Stored data:
*-*-*
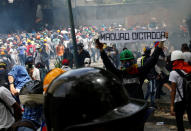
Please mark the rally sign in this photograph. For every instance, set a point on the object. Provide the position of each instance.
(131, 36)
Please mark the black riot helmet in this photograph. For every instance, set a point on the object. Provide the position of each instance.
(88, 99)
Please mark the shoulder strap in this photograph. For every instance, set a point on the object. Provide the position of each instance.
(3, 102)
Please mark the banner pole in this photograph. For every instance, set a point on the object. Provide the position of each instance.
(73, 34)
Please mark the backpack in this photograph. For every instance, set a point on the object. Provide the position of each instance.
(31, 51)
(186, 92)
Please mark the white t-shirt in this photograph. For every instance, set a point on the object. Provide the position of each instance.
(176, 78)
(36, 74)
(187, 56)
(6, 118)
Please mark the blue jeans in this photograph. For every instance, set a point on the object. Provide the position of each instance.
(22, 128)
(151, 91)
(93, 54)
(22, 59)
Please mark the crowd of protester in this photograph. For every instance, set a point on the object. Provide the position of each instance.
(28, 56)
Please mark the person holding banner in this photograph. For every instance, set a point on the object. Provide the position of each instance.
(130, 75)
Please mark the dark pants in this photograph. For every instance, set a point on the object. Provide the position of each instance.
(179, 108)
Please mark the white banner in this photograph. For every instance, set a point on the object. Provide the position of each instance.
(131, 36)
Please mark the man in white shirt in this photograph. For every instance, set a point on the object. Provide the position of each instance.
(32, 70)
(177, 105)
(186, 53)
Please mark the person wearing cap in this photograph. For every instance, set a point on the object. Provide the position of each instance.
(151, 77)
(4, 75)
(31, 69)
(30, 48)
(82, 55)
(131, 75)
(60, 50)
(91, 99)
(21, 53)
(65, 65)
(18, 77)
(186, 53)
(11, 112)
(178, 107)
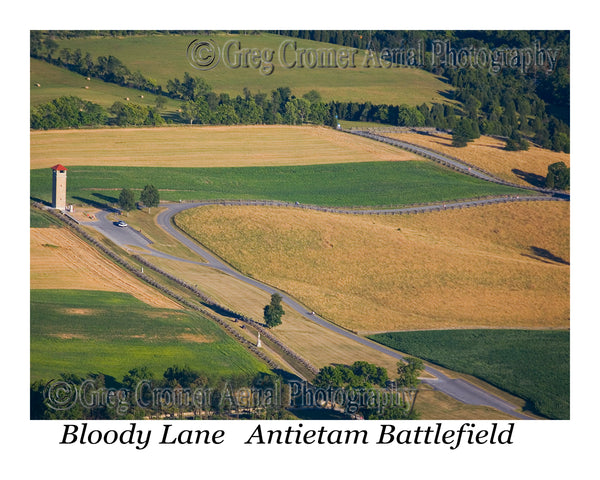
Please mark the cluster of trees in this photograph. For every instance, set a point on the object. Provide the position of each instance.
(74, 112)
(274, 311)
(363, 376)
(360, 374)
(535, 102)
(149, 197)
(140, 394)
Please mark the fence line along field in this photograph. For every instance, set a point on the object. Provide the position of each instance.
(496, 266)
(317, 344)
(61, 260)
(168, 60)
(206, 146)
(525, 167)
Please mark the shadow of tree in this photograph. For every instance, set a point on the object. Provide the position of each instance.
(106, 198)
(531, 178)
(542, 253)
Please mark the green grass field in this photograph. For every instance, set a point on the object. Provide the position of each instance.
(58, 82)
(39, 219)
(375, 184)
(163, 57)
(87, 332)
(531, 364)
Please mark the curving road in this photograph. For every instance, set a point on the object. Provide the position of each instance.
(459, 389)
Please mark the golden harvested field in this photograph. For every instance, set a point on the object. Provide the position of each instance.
*-*-*
Take the listing above and restate it word for word, without its pictures.

Please mark the rally sign in this photograph. For every instance, set a point on the object. Provide the position of each instance.
(131, 36)
Please mark the black riot helmet in this photograph. For every instance, set a point on the object. Provide the position of each instance.
(88, 99)
Please mark the shoulder strap in this photograph. For every instance, set a point on the object. Provide the position of each instance.
(3, 102)
Please mark the banner pole in this photograph. For every instance, set a point on the object. Provide the position of each instance.
(73, 34)
Please mark the backpack in this photograph. For every instance, set a point on the object. Provide the position of each instance.
(31, 51)
(186, 92)
Please mark the white t-shirt in this photograph. For every instance, set a point on the object. Provide the position of each instance.
(176, 78)
(36, 74)
(187, 56)
(6, 118)
Please mark the blue jeans in this photograph. For every instance, set a point on the object. Provide the position of each instance.
(22, 128)
(151, 91)
(93, 54)
(22, 59)
Please mark the crowd of protester in this photograph. For every instance, set a point on the object. Provide the position of each instance.
(28, 56)
Please mark the person holding banner in this photograph. For every instance, set a point on the object. Provide the position of each instance.
(130, 75)
Please mark the dark pants in this photograph. For every instance, set a point on the object. Provide the position of each instance.
(179, 108)
Please mark the white banner in this photograph. For every instance, set a point on the object. Provide the position of each instance.
(131, 36)
Please mark the man in white shirt in this photograph. For every instance, set a point on the object. Provide the position of each instance.
(32, 70)
(177, 105)
(186, 53)
Please mark the person wearing cap in this photograph. For every instance, set a point on the object. Provide the position of each instance.
(151, 77)
(4, 75)
(31, 69)
(30, 48)
(82, 55)
(131, 75)
(60, 50)
(91, 99)
(21, 53)
(65, 65)
(18, 77)
(186, 53)
(11, 112)
(178, 107)
Please mark the cluster of trees in this photograph. For every instance, set a point on the object. Provide the position of each instance.
(74, 112)
(274, 311)
(363, 376)
(360, 374)
(535, 102)
(149, 197)
(140, 394)
Please mark the fence line along field in this photograph. For every instance, set a point on the object. Provide the position of each instance.
(496, 266)
(317, 344)
(61, 260)
(168, 60)
(206, 146)
(525, 167)
Please mark the shadow of tree in this photograph. For every instance, set a point on the object. Provide the position of each instance.
(106, 198)
(531, 178)
(542, 253)
Please mark the green grass field in this photograph. For every instance, set a point on the object. Provide the position of each instance.
(58, 82)
(39, 219)
(375, 184)
(163, 57)
(87, 332)
(531, 364)
Please mark the curving road in this photograph. For every instance, set a point on the object. Provide the position of each instance.
(459, 389)
Please mark the golden harvested field in this photograph. For every instance, set a point on the object. Provide the position of each instance.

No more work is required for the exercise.